▸ **WHAT YOU WILL DO**:
1. Return the passage of the blog post that begins at the words "60 F and sunny." and stops after the words "(neck, forearms, etc.).", copied word for word.
2. According to the blog post, how many miles were ridden from Sunday through today?
3. In one to three sentences, explain the reason the blog post gives for using a single space after a period today.

▸ **DOCUMENT EXTRACT**:
That little black spot on my arm? Yeah, that’s a splattered bug. First casualty of the season. The really good news is that it was warm enough to go without arm warmers today!
60 F and sunny. Thank the Lord! I smiled the whole sixteen miles today.
Sunday through today: 136.74 miles. It’s going to be a GREAT year.
I never would have thought the words, “Nothing says over 40 like” would hurt. I am over 40, happily so. I make no apologies for skipping out on silly fashion statements that shout, “I respect no one, including myself”. Fashion statements that might make me a little more hip, yet silly at the same time. For example, the saggy pants syndrome, ear gauges and tattoos where they show (neck, forearms, etc.).
Alas, the fella who writes PEDALworks wrote a post in which he mentioned single-spacing after a period. In the comment section, I inquired about the reasoning behind the single-space. He hadn’t replied as of this morning so I Googled a string that included “single space after period” and got this post:
I actually got misty in my left eye. No shit, solid as a rock me. I can remember making fun of my long-since-passed dad about his being over 40. Now I’m that guy. Dammit, when did that happen? The thoughts flashed through my head pretty quickly but they lingered as I read on. It turns out that we now single-space because a word processor spaces letters more evenly than a typewriter, what I learned to type on, did. Two spaces is so automatic that I didn’t even realize I used two in that first paragraph. I did in this one too.

[Dataset entries]
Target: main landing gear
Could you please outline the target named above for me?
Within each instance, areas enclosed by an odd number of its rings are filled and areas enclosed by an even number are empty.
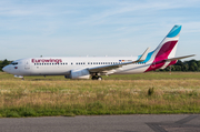
[[[101,80],[102,80],[102,78],[101,78],[101,77],[99,77],[99,75],[93,75],[91,79],[92,79],[92,80],[99,80],[99,81],[101,81]]]

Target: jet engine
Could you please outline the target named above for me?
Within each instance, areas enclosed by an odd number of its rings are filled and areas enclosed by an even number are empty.
[[[64,75],[70,79],[90,79],[90,72],[87,69],[71,70],[70,75]]]

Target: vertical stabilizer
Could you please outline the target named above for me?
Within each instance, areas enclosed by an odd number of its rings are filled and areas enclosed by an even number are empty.
[[[181,26],[174,26],[157,47],[157,49],[150,52],[151,57],[149,58],[149,62],[152,64],[149,67],[149,69],[147,69],[147,71],[160,69],[167,64],[163,60],[174,58],[180,31]]]

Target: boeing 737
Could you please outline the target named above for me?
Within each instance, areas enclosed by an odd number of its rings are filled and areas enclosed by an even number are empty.
[[[6,65],[4,72],[23,78],[26,75],[64,75],[69,79],[102,80],[101,75],[136,74],[164,69],[178,60],[174,58],[181,26],[174,26],[158,48],[138,57],[68,57],[68,58],[26,58]]]

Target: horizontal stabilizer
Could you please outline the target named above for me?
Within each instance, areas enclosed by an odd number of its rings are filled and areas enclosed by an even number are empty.
[[[190,58],[190,57],[194,57],[194,55],[196,55],[196,54],[184,55],[184,57],[178,57],[178,58],[171,58],[171,59],[166,59],[166,61],[174,61],[174,60],[180,60],[180,59]]]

▸ **RESPONSES**:
1.
60 F and sunny. Thank the Lord! I smiled the whole sixteen miles today.
Sunday through today: 136.74 miles. It’s going to be a GREAT year.
I never would have thought the words, “Nothing says over 40 like” would hurt. I am over 40, happily so. I make no apologies for skipping out on silly fashion statements that shout, “I respect no one, including myself”. Fashion statements that might make me a little more hip, yet silly at the same time. For example, the saggy pants syndrome, ear gauges and tattoos where they show (neck, forearms, etc.).

2. 136.74 miles.

3. A word processor spaces letters more evenly than a typewriter did, so a single space after a period is now used.